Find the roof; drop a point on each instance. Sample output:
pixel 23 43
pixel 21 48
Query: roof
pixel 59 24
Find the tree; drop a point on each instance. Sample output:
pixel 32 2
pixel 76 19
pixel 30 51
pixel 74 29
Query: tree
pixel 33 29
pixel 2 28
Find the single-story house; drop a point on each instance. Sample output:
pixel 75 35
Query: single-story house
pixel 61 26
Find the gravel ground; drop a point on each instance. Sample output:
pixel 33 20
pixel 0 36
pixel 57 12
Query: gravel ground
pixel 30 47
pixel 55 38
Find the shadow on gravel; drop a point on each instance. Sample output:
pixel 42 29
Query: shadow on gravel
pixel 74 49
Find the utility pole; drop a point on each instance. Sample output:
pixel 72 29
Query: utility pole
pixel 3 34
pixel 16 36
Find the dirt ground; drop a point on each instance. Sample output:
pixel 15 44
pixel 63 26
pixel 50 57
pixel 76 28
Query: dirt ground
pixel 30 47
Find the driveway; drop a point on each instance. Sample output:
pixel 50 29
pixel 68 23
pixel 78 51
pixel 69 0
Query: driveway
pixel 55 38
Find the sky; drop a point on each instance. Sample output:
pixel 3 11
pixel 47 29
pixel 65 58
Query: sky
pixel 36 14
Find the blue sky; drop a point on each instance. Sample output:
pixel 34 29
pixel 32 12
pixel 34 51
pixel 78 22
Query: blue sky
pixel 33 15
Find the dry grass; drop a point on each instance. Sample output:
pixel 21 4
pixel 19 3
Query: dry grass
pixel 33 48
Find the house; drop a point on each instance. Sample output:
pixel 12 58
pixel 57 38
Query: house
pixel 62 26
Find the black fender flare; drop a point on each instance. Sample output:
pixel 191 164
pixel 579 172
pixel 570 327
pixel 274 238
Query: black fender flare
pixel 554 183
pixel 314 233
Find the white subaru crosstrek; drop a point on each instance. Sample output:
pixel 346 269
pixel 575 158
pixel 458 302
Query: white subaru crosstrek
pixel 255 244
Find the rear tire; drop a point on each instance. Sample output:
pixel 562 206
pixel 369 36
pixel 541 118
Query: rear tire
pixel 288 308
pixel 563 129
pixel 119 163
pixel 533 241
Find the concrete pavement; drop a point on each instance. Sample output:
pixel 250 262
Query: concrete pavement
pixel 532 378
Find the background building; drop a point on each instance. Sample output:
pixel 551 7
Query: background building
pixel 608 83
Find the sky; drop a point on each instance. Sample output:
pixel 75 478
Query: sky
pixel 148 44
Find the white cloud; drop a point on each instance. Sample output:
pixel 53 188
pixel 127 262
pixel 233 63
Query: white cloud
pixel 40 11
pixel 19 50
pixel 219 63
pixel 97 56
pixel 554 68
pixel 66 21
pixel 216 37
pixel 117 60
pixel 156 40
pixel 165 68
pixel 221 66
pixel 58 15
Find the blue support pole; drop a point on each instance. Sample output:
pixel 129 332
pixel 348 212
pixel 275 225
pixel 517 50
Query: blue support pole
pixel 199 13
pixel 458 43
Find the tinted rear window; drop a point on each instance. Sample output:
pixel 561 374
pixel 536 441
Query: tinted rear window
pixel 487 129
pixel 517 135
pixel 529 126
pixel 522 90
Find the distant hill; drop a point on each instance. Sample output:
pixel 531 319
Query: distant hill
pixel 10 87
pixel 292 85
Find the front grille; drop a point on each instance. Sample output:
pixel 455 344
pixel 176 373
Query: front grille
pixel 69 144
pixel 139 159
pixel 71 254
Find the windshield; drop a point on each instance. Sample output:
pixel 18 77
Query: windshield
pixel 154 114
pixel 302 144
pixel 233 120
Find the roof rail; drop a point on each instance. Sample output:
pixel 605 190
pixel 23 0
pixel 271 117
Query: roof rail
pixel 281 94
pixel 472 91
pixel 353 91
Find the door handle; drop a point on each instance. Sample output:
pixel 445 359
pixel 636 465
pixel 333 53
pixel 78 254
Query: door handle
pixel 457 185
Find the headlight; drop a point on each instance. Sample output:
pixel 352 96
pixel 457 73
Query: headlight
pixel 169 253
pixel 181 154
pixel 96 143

◆ Problem to solve ◆
Reproduce every row above verbatim, leaving each line unchanged.

◆ Full output ◆
Find the roof; drop a point on each instance. Sample output:
pixel 23 43
pixel 21 48
Query: roof
pixel 59 24
Find the tree; drop a point on each instance. Sample output:
pixel 32 2
pixel 76 19
pixel 30 51
pixel 74 29
Query: tree
pixel 33 29
pixel 2 28
Find the single-story house; drop a point on each instance. Sample output:
pixel 75 35
Query: single-story house
pixel 61 26
Find the gravel ground; drop a point on each instance. Sample output:
pixel 33 20
pixel 0 36
pixel 57 12
Query: gravel ground
pixel 30 47
pixel 55 38
Find the shadow on gravel; drop a point on each instance. Sample output:
pixel 42 29
Query: shadow on gravel
pixel 74 49
Find the utility pole; drop a point on each instance. Sample output:
pixel 72 29
Query: utility pole
pixel 3 34
pixel 16 36
Find the dirt ground; drop a point on each instance. Sample output:
pixel 15 44
pixel 63 26
pixel 50 57
pixel 76 28
Query: dirt ground
pixel 30 47
Find the driveway; drop a point on each instance. Sample output:
pixel 50 29
pixel 68 23
pixel 78 51
pixel 69 0
Query: driveway
pixel 55 38
Find the sky; drop a point on each instance. Sample output:
pixel 3 11
pixel 47 29
pixel 65 58
Query: sky
pixel 36 14
Find the blue sky; drop a point on each instance. Sample output:
pixel 34 29
pixel 32 12
pixel 34 51
pixel 78 22
Query: blue sky
pixel 33 15
Find the dry grass; drop a point on each instance. Sample output:
pixel 21 4
pixel 19 3
Query: dry grass
pixel 33 48
Find the house; drop a point on each instance. Sample output:
pixel 12 58
pixel 57 38
Query: house
pixel 62 26
Find the black fender flare; drop a point on each instance. Sample output:
pixel 191 164
pixel 579 172
pixel 570 327
pixel 274 238
Query: black fender flare
pixel 554 183
pixel 314 233
Find the white subaru crosstrek; drop a point on each instance. Sample output:
pixel 346 269
pixel 575 158
pixel 458 302
Query: white subaru crosstrek
pixel 255 244
Find the rear tire; drop a point on each instance. Sample output:
pixel 562 206
pixel 369 36
pixel 541 118
Query: rear tire
pixel 288 308
pixel 563 129
pixel 119 163
pixel 533 241
Find the concrete pavement; drop a point on each instance. Sample output:
pixel 250 262
Query: concrete pavement
pixel 532 378
Find the background building; drop a point on each instance. Sample output:
pixel 551 7
Query: background building
pixel 608 83
Find the sky; drop a point on each instance. Sample output:
pixel 75 478
Query: sky
pixel 148 44
Find the white cloud; drop a point on each instance. Sample output:
pixel 53 188
pixel 127 262
pixel 233 63
Query: white cloud
pixel 40 11
pixel 19 50
pixel 219 63
pixel 97 56
pixel 554 68
pixel 66 21
pixel 216 37
pixel 117 60
pixel 156 40
pixel 165 68
pixel 221 66
pixel 58 15
Find the blue support pole; drop a point on each instance. Sample output:
pixel 129 332
pixel 348 212
pixel 275 225
pixel 517 50
Query: blue support pole
pixel 199 13
pixel 458 43
Find the tinted rear window; drop a point on each instance. Sample output:
pixel 561 374
pixel 536 441
Query: tinted rear window
pixel 487 129
pixel 517 135
pixel 529 126
pixel 522 90
Find the distant hill; drop a point on each instance. Sample output:
pixel 531 319
Query: distant hill
pixel 10 87
pixel 292 85
Find the front grille; drop a point on each instance. Sample output:
pixel 455 344
pixel 176 373
Query: front grille
pixel 69 144
pixel 139 159
pixel 71 254
Find the windshield; drop a point on each instance. Sample output:
pixel 18 77
Query: windshield
pixel 154 114
pixel 302 144
pixel 233 120
Find the roof rail; drop a point on each instance. Sample output:
pixel 605 190
pixel 23 0
pixel 271 117
Query: roof rail
pixel 281 94
pixel 472 91
pixel 353 91
Find the door handle; drop a point on each instance. Sample output:
pixel 445 359
pixel 636 465
pixel 333 53
pixel 78 254
Query: door handle
pixel 457 185
Find the headlight; drop a point on each instance. Sample output:
pixel 352 96
pixel 457 73
Query: headlight
pixel 169 253
pixel 181 154
pixel 96 143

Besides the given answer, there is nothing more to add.